* Action item:
The records must be repeated exactly and in their entirety.

Stored items
┄┄┄┄┄┄┄┄┄┄┄┄┄┄┄┄┄┄┄┄

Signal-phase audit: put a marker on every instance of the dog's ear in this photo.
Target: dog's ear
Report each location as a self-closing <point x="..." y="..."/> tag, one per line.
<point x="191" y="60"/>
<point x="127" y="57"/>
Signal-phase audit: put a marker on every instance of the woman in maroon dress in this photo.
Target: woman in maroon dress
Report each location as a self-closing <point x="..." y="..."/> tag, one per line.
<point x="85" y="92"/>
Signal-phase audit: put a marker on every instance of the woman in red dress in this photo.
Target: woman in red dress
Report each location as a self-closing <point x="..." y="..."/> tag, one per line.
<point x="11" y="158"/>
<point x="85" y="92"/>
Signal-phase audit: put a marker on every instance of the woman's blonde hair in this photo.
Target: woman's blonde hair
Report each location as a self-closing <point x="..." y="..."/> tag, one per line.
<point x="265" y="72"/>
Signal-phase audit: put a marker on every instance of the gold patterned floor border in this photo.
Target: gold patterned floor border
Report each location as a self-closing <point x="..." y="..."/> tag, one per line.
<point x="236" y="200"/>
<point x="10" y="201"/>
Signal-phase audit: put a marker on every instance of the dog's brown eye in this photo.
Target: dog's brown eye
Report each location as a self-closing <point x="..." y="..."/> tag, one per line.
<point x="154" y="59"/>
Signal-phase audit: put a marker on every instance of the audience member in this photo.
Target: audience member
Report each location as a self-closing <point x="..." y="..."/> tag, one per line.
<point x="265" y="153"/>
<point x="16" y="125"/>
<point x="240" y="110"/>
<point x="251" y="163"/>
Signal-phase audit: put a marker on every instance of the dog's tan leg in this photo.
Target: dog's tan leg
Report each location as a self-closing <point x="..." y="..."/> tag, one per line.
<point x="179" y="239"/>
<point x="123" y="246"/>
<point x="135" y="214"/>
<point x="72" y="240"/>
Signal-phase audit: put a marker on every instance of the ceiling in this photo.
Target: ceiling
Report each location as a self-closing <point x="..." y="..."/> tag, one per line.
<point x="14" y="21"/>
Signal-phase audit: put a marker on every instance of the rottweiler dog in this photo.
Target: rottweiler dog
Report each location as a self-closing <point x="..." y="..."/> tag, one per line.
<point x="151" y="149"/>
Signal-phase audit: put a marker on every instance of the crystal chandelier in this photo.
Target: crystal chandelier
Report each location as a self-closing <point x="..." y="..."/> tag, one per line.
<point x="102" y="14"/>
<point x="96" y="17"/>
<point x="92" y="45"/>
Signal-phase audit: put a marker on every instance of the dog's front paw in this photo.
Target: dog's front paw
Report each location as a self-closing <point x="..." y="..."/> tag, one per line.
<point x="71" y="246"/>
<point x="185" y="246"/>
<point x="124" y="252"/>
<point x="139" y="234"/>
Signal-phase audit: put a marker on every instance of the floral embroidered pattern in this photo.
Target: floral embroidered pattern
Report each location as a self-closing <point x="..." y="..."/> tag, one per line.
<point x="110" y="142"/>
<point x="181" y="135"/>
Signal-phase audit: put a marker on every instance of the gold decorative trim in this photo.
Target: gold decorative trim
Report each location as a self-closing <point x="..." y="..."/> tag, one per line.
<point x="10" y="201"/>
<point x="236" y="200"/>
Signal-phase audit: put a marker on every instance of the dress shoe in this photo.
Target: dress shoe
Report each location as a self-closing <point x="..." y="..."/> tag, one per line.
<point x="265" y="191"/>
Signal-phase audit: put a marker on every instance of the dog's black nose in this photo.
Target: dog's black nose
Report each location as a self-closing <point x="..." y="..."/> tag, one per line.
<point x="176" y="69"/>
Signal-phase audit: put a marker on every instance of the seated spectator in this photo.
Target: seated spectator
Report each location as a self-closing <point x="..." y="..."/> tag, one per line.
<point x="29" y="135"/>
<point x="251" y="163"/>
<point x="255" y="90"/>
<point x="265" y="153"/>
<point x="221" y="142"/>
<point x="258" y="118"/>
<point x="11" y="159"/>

┄┄┄┄┄┄┄┄┄┄┄┄┄┄┄┄┄┄┄┄

* The answer:
Signal-phase audit: put a marker on every instance of the dog's ear in this photo.
Target: dog's ear
Report each location as a self-closing <point x="..." y="..."/> tag, one per line.
<point x="191" y="60"/>
<point x="127" y="57"/>
Signal-phase audit: put a marker on every instance of the woman in maroon dress in this photo.
Target: woman in maroon dress
Report each location as a self-closing <point x="..." y="..."/> tag, one per line.
<point x="85" y="92"/>
Signal-phase audit: put a marker on every instance of the woman in red dress in this photo.
Target: woman in red dress
Report each location as a self-closing <point x="..." y="..."/> tag, one per line.
<point x="11" y="158"/>
<point x="85" y="92"/>
Signal-phase audit: put a marker on every instance of the woman's blonde hair in this photo.
Target: woman's blonde hair
Report each location as a self-closing <point x="..." y="..."/> tag, one per line.
<point x="265" y="72"/>
Signal-phase audit: put a marker on every instance of the gold patterned floor border in this photo.
Target: gold patterned floor border
Report each location as a self-closing <point x="..." y="..."/> tag, one per line.
<point x="236" y="200"/>
<point x="10" y="201"/>
Signal-phase audit: put a marker on every instance of the dog's brown eye in this photo.
Target: dog's brown eye
Report each location as a self-closing <point x="..." y="..."/> tag, one per line.
<point x="154" y="59"/>
Signal-phase audit: put a marker on every instance of the audience member in this photo.
Target: audience member
Report each location as a self-closing <point x="..." y="..."/> tag, one per line.
<point x="265" y="153"/>
<point x="16" y="125"/>
<point x="240" y="110"/>
<point x="251" y="163"/>
Signal-phase audit: put a marker on every instance of the dog's tan leg in this photo.
Target: dog's tan leg
Report each location as a self-closing <point x="..." y="..."/> tag, one per line.
<point x="179" y="239"/>
<point x="123" y="246"/>
<point x="135" y="214"/>
<point x="72" y="240"/>
Signal-phase audit: put a marker on every instance of the ceiling in this photo.
Target: ceiling
Report each location as a self-closing <point x="..." y="..."/> tag, one per line.
<point x="14" y="21"/>
Signal-phase audit: put a marker on every instance of the rottweiler dog in this photo.
Target: rottweiler dog
Report each location as a self-closing <point x="..." y="..."/> tag, one per line.
<point x="151" y="149"/>
Signal-phase audit: put a marker on every instance of the crystal chandelier in this photo.
Target: crystal chandelier
Report each location as a self-closing <point x="..." y="..."/> tag, one per line.
<point x="102" y="14"/>
<point x="96" y="17"/>
<point x="92" y="45"/>
Signal-phase audit: put a marker on every instance of the dog's front paw in this photo.
Target: dog's front paw
Report each location as a self-closing <point x="..." y="..."/> tag, one per line.
<point x="71" y="246"/>
<point x="185" y="246"/>
<point x="124" y="252"/>
<point x="139" y="234"/>
Signal-phase audit: put a marker on every instance of the floral embroidered pattern in this photo.
Target: floral embroidered pattern
Report each location as a self-closing <point x="..." y="..."/> tag, one per line.
<point x="110" y="142"/>
<point x="181" y="135"/>
Signal-phase audit: put a marker on every instance of the gold decorative trim in this photo.
Target: gold decorative trim
Report each location as a self-closing <point x="..." y="..."/> tag, one per line.
<point x="10" y="201"/>
<point x="236" y="200"/>
Signal-phase audit: put a marker on every instance of the dress shoe in this photo.
Target: dress shoe
Report each location as a self-closing <point x="..." y="..."/> tag, one per line.
<point x="265" y="191"/>
Signal-phase audit: put a marker on every instance of the dog's black nose in this photo.
Target: dog's black nose
Report each location as a self-closing <point x="..." y="..."/> tag, one per line.
<point x="176" y="69"/>
Signal-phase audit: put a marker on every instance of the seated spectator in this photo.
Target: seated spectator
Report each location as a self-closing <point x="..." y="..."/> tag, one per line.
<point x="29" y="135"/>
<point x="251" y="163"/>
<point x="255" y="90"/>
<point x="265" y="153"/>
<point x="221" y="142"/>
<point x="258" y="118"/>
<point x="11" y="159"/>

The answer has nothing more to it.